◆ Text segment
At the start of the 1990s, Rahid Araeen curated The Other Story at the Hayward, a prestigious London gallery in the south bank centre, the government run arts complex on the river Thames. This show addressed the domination of white male voices in the history of art and even the Tate acknowledges its significance. https://www.tate.org.uk/research/publications/tate-papers/no-12/the-other-story-and-the-past-imperfect However if we fast forward to the 2010s then we see that Araeen has now boycotted the Tate because they are continuing a whitewashing of art history and are now refusing to show the Whole Story – see letter.

Back to the 80s and we see there were other artists, this time mostly white, young London graduates exhibiting together in squats in East London. This group, however, was picked up by Saatchi and championed under the title created by him: young British artists. Saatchi the entrepeneur created the artists Hirst, Emin Turk etc. the names we all know as well as their multi million pound success. The black artists from this period far less so.

What is interesting here is the work of the state and of capitalists in creating art history and how they can work in opposite directions for the same effect. It is evident that the Tate, Kettles Yard and other state funded institutions have begun to court black artists once again. But while the Black artist movement fo the 80s united Asian and African and Caribbean artists under the construct of the Black – a national liberation struggle of Blackness against the imperialist nationalism of white power – the arts council is today pushing an ethnic black construct. Its exhibitions exclude asian and other politically black artists from their programming. Araeen is a good example here. By isolating him from the rest of the black artists they are promoting they are able to individualise and therefore fragment the movement.

difference between state and capitalists ownership of art – saatchi wants to simply increas ethe value of commodities – and for this the individual artist megastar – or indeed God (star as a capitalist god) is essential. Meanwhile the state ie arts council wants to create cultural capital around its constituent “communities” and it does this to to protect its assets – priceless assets – such as all that’s looted from the colonies or the working class generally (where many of these “communities” come from) , but also particular public monuments – mostly images of the whiteman – – because linked to the land and its domination – eg buildings and spaces. …. this is where monuments are significant – they are art commodities. The treatment by the British state of the white street artist Banksy shows this where even parts of building owned by the council can be sold – the Govt. understands this eg when the city of London preserved a Banksy piece on the barbican to accompany the Basquiat exhibition a few years ago – a case of a young black artist now dead being exploited by white artist and a white establishment.

[Stored data entries]

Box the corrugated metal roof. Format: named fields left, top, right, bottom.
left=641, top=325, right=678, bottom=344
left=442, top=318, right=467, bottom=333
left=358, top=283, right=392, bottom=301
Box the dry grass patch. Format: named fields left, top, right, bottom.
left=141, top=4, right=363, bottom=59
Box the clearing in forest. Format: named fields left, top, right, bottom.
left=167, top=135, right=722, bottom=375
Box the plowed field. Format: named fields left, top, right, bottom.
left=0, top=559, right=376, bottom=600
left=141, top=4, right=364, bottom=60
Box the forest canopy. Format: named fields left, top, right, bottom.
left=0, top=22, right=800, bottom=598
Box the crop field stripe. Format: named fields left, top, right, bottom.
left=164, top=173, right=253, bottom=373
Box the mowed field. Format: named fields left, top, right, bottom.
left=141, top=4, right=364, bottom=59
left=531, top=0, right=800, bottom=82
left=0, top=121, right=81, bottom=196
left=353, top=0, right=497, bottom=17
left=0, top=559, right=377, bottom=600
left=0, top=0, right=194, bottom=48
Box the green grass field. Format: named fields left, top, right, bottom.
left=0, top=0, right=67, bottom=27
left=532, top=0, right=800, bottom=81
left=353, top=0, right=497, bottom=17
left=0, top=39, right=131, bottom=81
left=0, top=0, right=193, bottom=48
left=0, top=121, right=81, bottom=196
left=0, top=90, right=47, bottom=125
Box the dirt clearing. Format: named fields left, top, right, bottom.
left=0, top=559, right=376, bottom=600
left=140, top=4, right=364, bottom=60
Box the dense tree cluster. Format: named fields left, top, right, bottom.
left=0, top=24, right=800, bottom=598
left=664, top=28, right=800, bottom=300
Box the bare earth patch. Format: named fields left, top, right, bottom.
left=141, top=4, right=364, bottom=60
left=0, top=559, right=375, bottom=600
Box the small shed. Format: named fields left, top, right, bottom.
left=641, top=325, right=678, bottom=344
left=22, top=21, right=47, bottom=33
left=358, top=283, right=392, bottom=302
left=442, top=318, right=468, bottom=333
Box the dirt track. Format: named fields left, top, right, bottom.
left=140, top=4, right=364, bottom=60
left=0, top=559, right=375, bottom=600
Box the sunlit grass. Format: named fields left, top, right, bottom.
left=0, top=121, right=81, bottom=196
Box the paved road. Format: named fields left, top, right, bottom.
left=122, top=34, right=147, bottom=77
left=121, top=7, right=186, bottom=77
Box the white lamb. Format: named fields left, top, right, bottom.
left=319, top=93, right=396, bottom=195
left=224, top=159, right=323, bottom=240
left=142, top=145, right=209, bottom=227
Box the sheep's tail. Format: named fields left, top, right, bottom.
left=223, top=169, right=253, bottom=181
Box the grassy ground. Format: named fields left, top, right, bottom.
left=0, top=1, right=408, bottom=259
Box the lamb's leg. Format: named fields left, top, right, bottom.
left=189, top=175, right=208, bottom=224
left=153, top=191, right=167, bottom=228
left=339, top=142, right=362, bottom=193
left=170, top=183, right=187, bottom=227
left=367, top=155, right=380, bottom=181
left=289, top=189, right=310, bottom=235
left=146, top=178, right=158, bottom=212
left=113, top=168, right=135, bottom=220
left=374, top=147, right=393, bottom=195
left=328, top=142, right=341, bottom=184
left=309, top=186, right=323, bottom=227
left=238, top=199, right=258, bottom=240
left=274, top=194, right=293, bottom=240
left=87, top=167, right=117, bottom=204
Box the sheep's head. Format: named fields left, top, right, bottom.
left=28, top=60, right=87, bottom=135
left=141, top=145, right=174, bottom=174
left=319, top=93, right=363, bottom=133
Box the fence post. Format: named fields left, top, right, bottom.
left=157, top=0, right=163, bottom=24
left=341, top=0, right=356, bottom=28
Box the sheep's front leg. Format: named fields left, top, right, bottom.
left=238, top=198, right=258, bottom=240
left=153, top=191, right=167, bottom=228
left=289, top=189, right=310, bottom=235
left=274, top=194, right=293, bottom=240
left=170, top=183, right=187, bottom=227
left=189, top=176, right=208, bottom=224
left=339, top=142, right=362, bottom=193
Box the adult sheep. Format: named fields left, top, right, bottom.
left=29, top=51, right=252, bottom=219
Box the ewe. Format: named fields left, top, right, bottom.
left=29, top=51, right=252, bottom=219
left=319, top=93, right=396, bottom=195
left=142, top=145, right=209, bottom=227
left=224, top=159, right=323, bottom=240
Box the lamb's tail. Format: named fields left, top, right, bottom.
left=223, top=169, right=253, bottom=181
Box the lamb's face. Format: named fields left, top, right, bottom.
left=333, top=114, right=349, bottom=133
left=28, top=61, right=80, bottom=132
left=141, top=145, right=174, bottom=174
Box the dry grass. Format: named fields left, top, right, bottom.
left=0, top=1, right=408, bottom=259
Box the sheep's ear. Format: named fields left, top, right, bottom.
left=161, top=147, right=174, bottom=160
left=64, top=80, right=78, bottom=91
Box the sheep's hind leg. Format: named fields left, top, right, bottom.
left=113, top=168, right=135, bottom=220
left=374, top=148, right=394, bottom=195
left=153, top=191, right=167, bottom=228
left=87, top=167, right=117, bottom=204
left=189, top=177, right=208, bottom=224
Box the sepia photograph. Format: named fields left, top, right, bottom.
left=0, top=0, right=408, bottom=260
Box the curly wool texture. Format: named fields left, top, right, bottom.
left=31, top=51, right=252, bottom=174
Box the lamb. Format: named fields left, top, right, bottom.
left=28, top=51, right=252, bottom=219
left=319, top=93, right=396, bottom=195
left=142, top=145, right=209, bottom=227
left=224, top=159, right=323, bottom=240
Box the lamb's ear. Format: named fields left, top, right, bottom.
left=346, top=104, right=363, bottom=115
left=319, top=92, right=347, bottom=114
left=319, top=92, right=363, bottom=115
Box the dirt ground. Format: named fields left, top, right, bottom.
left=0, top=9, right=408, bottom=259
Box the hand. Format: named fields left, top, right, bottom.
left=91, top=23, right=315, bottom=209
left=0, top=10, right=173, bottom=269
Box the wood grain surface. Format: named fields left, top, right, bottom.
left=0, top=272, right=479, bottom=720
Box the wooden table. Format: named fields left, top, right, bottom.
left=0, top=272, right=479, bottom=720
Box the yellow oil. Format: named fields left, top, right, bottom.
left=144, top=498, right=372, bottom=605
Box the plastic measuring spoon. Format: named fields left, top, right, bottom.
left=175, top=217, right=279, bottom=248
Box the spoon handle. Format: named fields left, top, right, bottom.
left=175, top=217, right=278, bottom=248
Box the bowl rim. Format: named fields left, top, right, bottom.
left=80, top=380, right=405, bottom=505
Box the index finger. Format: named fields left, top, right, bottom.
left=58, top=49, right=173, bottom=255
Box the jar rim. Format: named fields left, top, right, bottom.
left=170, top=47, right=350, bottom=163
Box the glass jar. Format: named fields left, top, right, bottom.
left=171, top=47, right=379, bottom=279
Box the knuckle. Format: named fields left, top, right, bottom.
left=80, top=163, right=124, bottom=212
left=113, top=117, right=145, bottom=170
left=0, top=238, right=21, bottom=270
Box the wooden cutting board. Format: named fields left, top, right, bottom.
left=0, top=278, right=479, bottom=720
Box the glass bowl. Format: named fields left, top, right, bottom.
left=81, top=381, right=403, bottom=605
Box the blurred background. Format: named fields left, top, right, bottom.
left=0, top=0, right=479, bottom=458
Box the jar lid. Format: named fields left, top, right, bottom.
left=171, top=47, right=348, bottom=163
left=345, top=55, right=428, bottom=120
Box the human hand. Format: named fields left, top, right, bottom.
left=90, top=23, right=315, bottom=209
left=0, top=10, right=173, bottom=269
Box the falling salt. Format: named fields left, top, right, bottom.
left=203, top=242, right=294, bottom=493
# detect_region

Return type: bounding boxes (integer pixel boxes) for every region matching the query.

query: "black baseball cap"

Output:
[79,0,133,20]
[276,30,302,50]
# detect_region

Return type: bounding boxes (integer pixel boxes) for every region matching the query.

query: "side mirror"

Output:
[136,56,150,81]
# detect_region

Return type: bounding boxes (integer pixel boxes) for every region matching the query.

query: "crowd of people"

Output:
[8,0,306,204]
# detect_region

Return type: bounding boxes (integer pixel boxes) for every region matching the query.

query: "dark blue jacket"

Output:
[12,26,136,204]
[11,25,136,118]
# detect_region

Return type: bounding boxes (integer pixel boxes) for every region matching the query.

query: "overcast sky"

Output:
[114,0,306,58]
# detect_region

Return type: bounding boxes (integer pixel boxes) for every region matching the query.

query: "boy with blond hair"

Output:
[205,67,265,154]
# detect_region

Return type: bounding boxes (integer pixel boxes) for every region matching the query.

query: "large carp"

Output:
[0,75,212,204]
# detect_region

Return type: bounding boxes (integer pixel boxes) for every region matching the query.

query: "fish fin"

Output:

◆ Written instruction A
According to the piece on art history, why has Araeen boycotted the Tate? Answer in one to three sentences.
◆ Written instruction B
Reproduce the piece on art history verbatim, from "What is interesting" to "fragment the movement.".
◆ Written instruction C
Resume the piece on art history after its final sentence and keep writing.

◆ Final result A
Araeen has boycotted the Tate because it is continuing a whitewashing of art history and is refusing to show the Whole Story.

◆ Final result B
What is interesting here is the work of the state and of capitalists in creating art history and how they can work in opposite directions for the same effect. It is evident that the Tate, Kettles Yard and other state funded institutions have begun to court black artists once again. But while the Black artist movement fo the 80s united Asian and African and Caribbean artists under the construct of the Black – a national liberation struggle of Blackness against the imperialist nationalism of white power – the arts council is today pushing an ethnic black construct. Its exhibitions exclude asian and other politically black artists from their programming. Araeen is a good example here. By isolating him from the rest of the black artists they are promoting they are able to individualise and therefore fragment the movement.

◆ Final result C
art therefore constitutes an essential organising force in bourgeois culture. It is a basis for the foundations of the city – the spaces are eld in place by the gravity of strategically placed art works that construct the senses of space, time and of class.. Statues, architecture that is the ruling class ideology made material. The street in this way functions like an art gallery – or a screen – and vice versa. The previous avant-garde techniques of detournment, derive, have returned to the working class – metagraphy, hypergraphy and psychogeography have become normal parts of everyday creativity through mobile phones and automation and technology.

This political and scientific (in the sense of the science of language and the construction of meaning) nature of art is apparent to the masses today since the means of production are common place. It is exactly this that the spectacle aims to cover up, with artworks and images. The spontaneous and free creativity and descructivity of the recent uprisings around the world, from the Arab spring, occupy, BLM show that people are able to grasp these techniques – of what the situationists called metagraphy is today used through memes. Collaborative mass paintings on statues is the technical undoing of a system of architecture that is based on domination and genocide.

the statue- monument is one of the “priceless” works of art that are owned by the state. The attempts through debate and complaint against the statue of Rhodes demonstrates this. Since 2016 uprisings the university and then the council have agreed the statue should go. But even back then once donors revealed the university would lose 100 million in the first year alone, from their wealthy donors, they baked down. This priceless nature indicates their divinity – above normal exchange value and therefore untouchable.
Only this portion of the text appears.